Written request>
Every record should be repeated exactly, except that pictures are left out.

Provided entries>
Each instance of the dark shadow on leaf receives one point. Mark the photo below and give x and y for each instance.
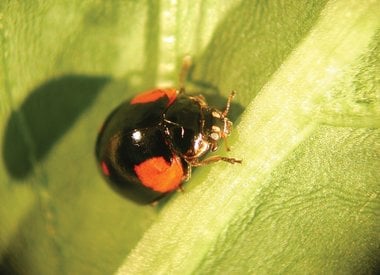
(44, 117)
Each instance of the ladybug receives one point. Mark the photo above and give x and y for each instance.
(148, 145)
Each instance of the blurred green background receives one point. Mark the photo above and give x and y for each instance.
(305, 199)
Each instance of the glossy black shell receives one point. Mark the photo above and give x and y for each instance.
(167, 130)
(116, 138)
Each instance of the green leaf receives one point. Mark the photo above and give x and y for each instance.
(305, 199)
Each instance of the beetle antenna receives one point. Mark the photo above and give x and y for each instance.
(186, 64)
(224, 114)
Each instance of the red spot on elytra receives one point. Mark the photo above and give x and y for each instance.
(153, 95)
(105, 169)
(160, 175)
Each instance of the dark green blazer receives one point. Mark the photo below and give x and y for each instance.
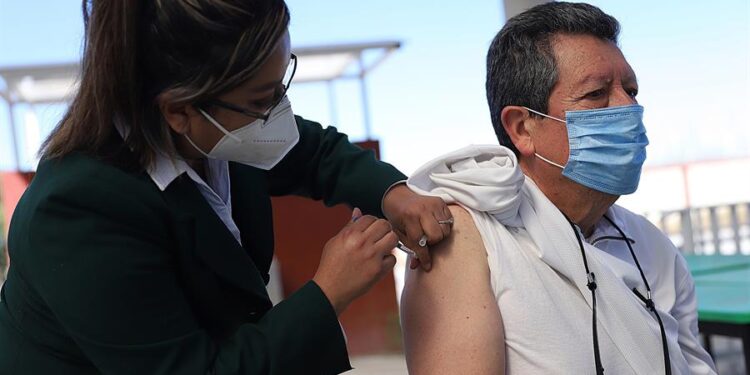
(111, 275)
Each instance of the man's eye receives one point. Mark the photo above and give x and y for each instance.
(596, 94)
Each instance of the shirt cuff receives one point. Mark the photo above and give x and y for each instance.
(393, 185)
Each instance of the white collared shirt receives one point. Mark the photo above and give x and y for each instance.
(216, 190)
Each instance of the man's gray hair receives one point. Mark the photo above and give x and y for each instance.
(521, 68)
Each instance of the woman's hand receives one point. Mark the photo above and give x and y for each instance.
(419, 221)
(355, 259)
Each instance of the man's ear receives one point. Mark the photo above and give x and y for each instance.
(176, 114)
(515, 121)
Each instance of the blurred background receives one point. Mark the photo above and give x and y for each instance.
(408, 76)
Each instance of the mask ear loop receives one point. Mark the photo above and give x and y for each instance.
(196, 146)
(553, 118)
(647, 300)
(591, 284)
(218, 126)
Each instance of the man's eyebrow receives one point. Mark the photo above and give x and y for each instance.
(605, 78)
(267, 86)
(595, 78)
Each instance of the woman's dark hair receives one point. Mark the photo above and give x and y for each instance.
(135, 51)
(521, 68)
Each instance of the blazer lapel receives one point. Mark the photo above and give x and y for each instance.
(212, 243)
(252, 212)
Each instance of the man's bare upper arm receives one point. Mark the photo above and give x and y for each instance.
(450, 318)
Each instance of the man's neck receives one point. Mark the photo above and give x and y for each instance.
(582, 205)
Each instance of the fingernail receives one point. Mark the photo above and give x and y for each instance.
(356, 214)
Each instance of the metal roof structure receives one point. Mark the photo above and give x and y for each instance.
(56, 83)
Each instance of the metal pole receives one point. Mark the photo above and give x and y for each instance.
(14, 137)
(365, 106)
(332, 103)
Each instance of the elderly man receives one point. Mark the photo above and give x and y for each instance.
(543, 274)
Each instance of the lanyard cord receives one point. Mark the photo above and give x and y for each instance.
(647, 300)
(591, 284)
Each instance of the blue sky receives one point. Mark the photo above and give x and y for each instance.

Result>
Each instance of the dark shadow on leaf receives one point. Mark the photo below and give x and y for each instance.
(44, 117)
Each instance of the ladybug receives one point. Mark the photo above and give x and y for each instance.
(148, 145)
Each instance of the blurred green background receives one point. Mark the photo above and give x and y for each instance.
(305, 199)
Each instance of the glossy black shell receives one point. Mark the photo above and give x and y for each instance.
(167, 130)
(116, 138)
Each instance of the green leaf receives one point. Mark the photo above and give x and y for each instance.
(305, 199)
Each instance of the beetle antenna receives one point. Mark the photo above and give x and y for each instance.
(186, 64)
(224, 114)
Each instance of the red spot on elytra receives one point. Mark the photo above and give x and y for each instance.
(153, 95)
(105, 169)
(160, 175)
Each instance of the dark green blazer receives one point. Mark the photo below and give x and y for each instance.
(111, 275)
Each instance of the man's eye receives one point. Mark the photo above and give x and y for each instance.
(596, 94)
Each instance of the shirt cuff receives one point. Mark the photo above and give x and y for each instance.
(393, 185)
Each instance of the white collared shirt receives one point. Mark the photo above and give x and y for each instance.
(216, 190)
Each instance of the man's gray hair receives one point. Mark the photo above and give x and y for each instance.
(521, 68)
Each instance of the woman's hand receives one point. Mark the photo above and give x and y for each instance.
(419, 221)
(355, 259)
Each instance of the man's ear receives one point. Mark the photo above and give x and y for each instance.
(176, 114)
(515, 121)
Each instance of the blurred background receives one point. Mark the photo above and give x and y for each instance.
(408, 76)
Each instance of the mask ear loop receives one point. Mark the photo above and give x and y for each instance.
(196, 146)
(553, 118)
(647, 300)
(591, 284)
(218, 126)
Each instance of the man's eyebrow receives one point. Mark the photo above and give x and y for each instance.
(605, 78)
(267, 86)
(595, 78)
Each instance of the woman's dark hair receives one point. Mark the photo above and give x and y for each instance.
(135, 51)
(521, 68)
Each instance of the blazer lapel receives one point. Mark the photo above and give x and y for each instance.
(212, 243)
(252, 212)
Each instance of the man's bare upper arm receives one point. Mark the photo above and give x and y for each instance.
(450, 318)
Each instance of the man's neck receives one point. Mark the photo above and give x and y for each instance.
(582, 205)
Each instance of the fingernail receives one point. Mark the photo above and give x and y for each instance.
(356, 214)
Each instance of the metal roof structure receives one point. Mark the photo above and give x and y for each instance.
(56, 83)
Each instance of the metal pole receives one point. Mark the photo above and give x and y for each instance.
(14, 137)
(365, 106)
(332, 103)
Each instance of the elderly man receives one point. Mark the photo above and give x and y for each instance.
(543, 274)
Each instance of the lanyard cord receives one point. Mark the photo above and give x and y for each instance.
(647, 300)
(591, 284)
Each instance of the blue sky receives one point. Mark the photo above and give x and y for each instance.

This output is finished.